— INSTRUCTIONS TO FOLLOW —
Lay out the data below as a two-column CSV with the headers instruction and result: one row per instruction, with the instruction text and its full answer each in a single quoted field and line breaks replaced by spaces. Leave the pictures out.

## START INPUT

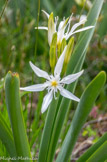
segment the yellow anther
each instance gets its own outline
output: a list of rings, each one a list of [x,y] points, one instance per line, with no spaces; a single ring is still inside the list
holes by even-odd
[[[51,85],[54,86],[54,87],[56,87],[58,85],[58,83],[56,81],[52,81],[51,82]]]

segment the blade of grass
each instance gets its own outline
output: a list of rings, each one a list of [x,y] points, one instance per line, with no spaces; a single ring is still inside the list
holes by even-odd
[[[94,1],[93,7],[88,14],[87,23],[85,26],[96,25],[96,19],[99,16],[102,4],[103,1],[100,0]],[[91,29],[80,34],[78,43],[74,49],[70,63],[68,65],[67,74],[76,73],[81,70],[86,56],[87,47],[92,38],[93,32],[94,29]],[[76,87],[76,83],[67,86],[67,89],[71,92],[74,92],[75,87]],[[70,100],[63,98],[60,107],[58,108],[57,114],[55,116],[56,119],[54,120],[55,121],[54,128],[52,128],[52,133],[51,133],[52,134],[51,143],[48,149],[49,152],[48,152],[47,161],[49,162],[51,162],[53,159],[58,138],[64,123],[64,119],[66,118],[66,114],[69,110],[70,104],[71,104]]]
[[[0,139],[5,145],[11,157],[17,157],[16,148],[13,140],[11,129],[7,125],[3,115],[0,113]]]
[[[5,95],[17,156],[31,158],[21,108],[21,101],[19,95],[19,76],[17,73],[12,74],[11,72],[9,72],[6,75]]]
[[[100,139],[92,145],[78,160],[77,162],[83,162],[89,159],[89,157],[105,142],[107,141],[107,133],[105,133]]]
[[[95,161],[105,161],[107,160],[107,141],[104,142],[96,152],[87,160],[87,162],[95,162]]]
[[[71,152],[74,148],[81,128],[85,123],[97,96],[99,95],[102,87],[104,86],[105,81],[105,72],[100,72],[87,86],[77,106],[71,126],[65,137],[56,162],[65,162],[69,159],[69,156],[71,155]]]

## END INPUT

— TASK SOLUTION —
instruction,result
"segment the yellow anther each instance gets its own outline output: a list of rings, each one a list of [x,y] points, one instance per line, with no spaces; a single ring is still inside the list holes by even-odd","[[[51,85],[54,86],[54,87],[56,87],[58,85],[58,83],[56,81],[52,81],[51,82]]]"
"segment the blade of grass each instance gets its own outline output: a list of rings, each one a list of [x,y] points, one instance per line, with no spaces; a single ring is still inside the list holes by even-odd","[[[94,1],[93,7],[88,14],[87,23],[85,26],[96,25],[96,19],[99,16],[102,4],[103,1],[100,0]],[[91,29],[80,34],[78,43],[74,49],[70,63],[68,65],[67,74],[76,73],[81,70],[86,56],[87,47],[92,38],[93,32],[94,29]],[[76,87],[76,83],[67,86],[67,89],[71,92],[74,92],[75,87]],[[70,100],[63,98],[60,107],[58,108],[57,114],[55,116],[56,119],[54,120],[55,121],[54,128],[52,128],[52,133],[51,133],[52,134],[51,143],[48,149],[49,152],[48,152],[47,161],[49,162],[51,162],[53,159],[58,138],[64,123],[64,119],[66,118],[66,114],[69,110],[70,104],[71,104]]] [[[0,139],[5,145],[11,157],[17,157],[16,148],[13,140],[11,129],[7,125],[3,115],[0,113]]] [[[5,95],[17,156],[31,158],[21,108],[21,101],[19,95],[19,76],[17,73],[12,74],[11,72],[9,72],[6,75]]] [[[100,139],[92,145],[78,160],[77,162],[83,162],[89,159],[89,157],[105,142],[107,141],[107,133],[105,133]]] [[[95,161],[105,161],[107,160],[107,141],[104,142],[96,152],[87,160],[87,162],[95,162]]] [[[71,152],[74,148],[81,128],[85,123],[97,96],[99,95],[102,87],[104,86],[105,81],[105,72],[100,72],[87,86],[77,106],[71,126],[65,137],[56,162],[65,162],[69,159],[69,156],[71,155]]]"